▸ WORK REQUIRED:
Write out every entry exactly as given, but omit the pictures.

▸ Part of a data file:
--------------------------------
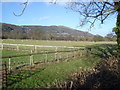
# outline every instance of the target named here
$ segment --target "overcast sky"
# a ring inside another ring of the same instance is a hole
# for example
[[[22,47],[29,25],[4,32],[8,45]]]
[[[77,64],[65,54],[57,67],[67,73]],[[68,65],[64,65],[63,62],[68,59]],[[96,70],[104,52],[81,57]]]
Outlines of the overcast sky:
[[[20,5],[20,2],[2,2],[2,20],[0,19],[0,22],[15,25],[64,25],[77,30],[88,31],[88,25],[78,27],[81,19],[80,15],[65,7],[64,3],[30,2],[24,14],[17,17],[13,15],[13,12],[20,14],[23,5]],[[89,32],[105,36],[112,32],[115,23],[116,16],[113,15],[103,25],[97,22],[96,26]]]

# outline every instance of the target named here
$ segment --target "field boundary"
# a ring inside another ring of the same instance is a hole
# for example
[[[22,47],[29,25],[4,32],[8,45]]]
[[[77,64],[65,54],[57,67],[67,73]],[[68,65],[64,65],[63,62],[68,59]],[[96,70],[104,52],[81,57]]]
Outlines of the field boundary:
[[[68,47],[68,46],[48,46],[48,45],[31,45],[31,44],[10,44],[10,43],[0,43],[0,45],[11,45],[11,46],[33,46],[33,47],[61,47],[61,48],[84,48],[84,47]]]

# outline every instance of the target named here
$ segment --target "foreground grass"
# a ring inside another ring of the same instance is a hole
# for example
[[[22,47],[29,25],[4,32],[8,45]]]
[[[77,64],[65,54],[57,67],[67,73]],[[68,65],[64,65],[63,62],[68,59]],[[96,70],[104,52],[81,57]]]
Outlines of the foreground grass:
[[[99,57],[89,56],[69,62],[50,64],[44,68],[13,73],[9,75],[9,88],[49,88],[56,80],[65,80],[73,72],[82,68],[92,68],[100,61]],[[14,77],[14,78],[12,78]]]

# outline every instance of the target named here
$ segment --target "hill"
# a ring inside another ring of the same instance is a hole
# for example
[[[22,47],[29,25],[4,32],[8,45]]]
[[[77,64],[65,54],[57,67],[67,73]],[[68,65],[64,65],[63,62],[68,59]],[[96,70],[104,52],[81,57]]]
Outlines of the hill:
[[[35,25],[13,25],[13,24],[6,24],[0,23],[2,25],[2,33],[3,38],[32,38],[34,39],[45,39],[45,38],[54,38],[59,37],[64,39],[72,38],[72,37],[93,37],[94,35],[88,32],[83,32],[80,30],[72,29],[66,26],[35,26]],[[8,36],[8,35],[9,36]],[[14,34],[14,35],[12,35]],[[18,37],[19,36],[19,37]],[[22,37],[20,37],[22,36]]]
--------------------------------
▸ FULL RESPONSE:
# outline every instance of the target named here
$ segment --target "overcast sky"
# a ring inside another ring of the same instance is a hole
# for example
[[[22,47],[29,25],[4,32],[8,45]]]
[[[77,64],[65,54],[57,67],[67,73]],[[68,65],[64,65],[63,62],[68,59]],[[96,70],[104,52],[81,57]]]
Outlines of the overcast sky:
[[[20,5],[20,2],[2,2],[2,20],[0,19],[0,22],[15,25],[64,25],[77,30],[88,31],[88,25],[78,27],[81,19],[80,15],[65,7],[64,3],[30,2],[24,14],[17,17],[13,15],[13,12],[20,14],[23,5]],[[89,32],[105,36],[112,32],[115,23],[116,16],[113,15],[103,25],[97,22],[96,26]]]

# outline every instance of the target named here
$ segment --target "field boundary"
# a ring inside another ring of the same instance is a hole
# for example
[[[22,47],[29,25],[4,32],[8,45]]]
[[[77,64],[65,54],[57,67],[67,73]],[[68,65],[64,65],[63,62],[68,59]],[[96,70],[104,52],[81,57]]]
Outlines of the field boundary:
[[[68,47],[68,46],[48,46],[48,45],[31,45],[31,44],[10,44],[10,43],[0,43],[0,45],[11,45],[11,46],[33,46],[33,47],[61,47],[61,48],[84,48],[84,47]]]

# outline every instance of the target named here
$ segment --target "foreground grass"
# a ring inside another ring of the same instance is a hole
# for example
[[[22,47],[29,25],[4,32],[8,45]]]
[[[77,64],[65,54],[57,67],[67,73]],[[68,65],[64,65],[63,62],[68,59]],[[96,70],[104,52],[81,57]]]
Outlines of the foreground grass:
[[[99,57],[89,56],[69,62],[50,64],[44,68],[13,73],[9,75],[9,88],[49,88],[56,80],[65,80],[73,72],[82,68],[92,68],[100,61]],[[14,77],[14,78],[12,78]]]

# outline every instance of the target named here
$ segment --target "hill"
# a ring inside another ring of the same instance is a hole
# for example
[[[22,47],[29,25],[4,32],[8,45]]]
[[[77,64],[65,54],[57,67],[67,73]],[[68,65],[64,65],[63,62],[68,59]],[[96,70],[104,52],[81,57]]]
Outlines of the hill:
[[[35,25],[13,25],[13,24],[6,24],[0,23],[2,25],[2,33],[3,38],[32,38],[34,39],[45,39],[45,38],[54,38],[59,37],[64,39],[72,38],[72,37],[93,37],[94,35],[88,32],[83,32],[80,30],[72,29],[66,26],[35,26]],[[8,36],[8,35],[9,36]],[[14,34],[14,35],[12,35]],[[18,37],[19,36],[19,37]],[[22,37],[20,37],[22,36]]]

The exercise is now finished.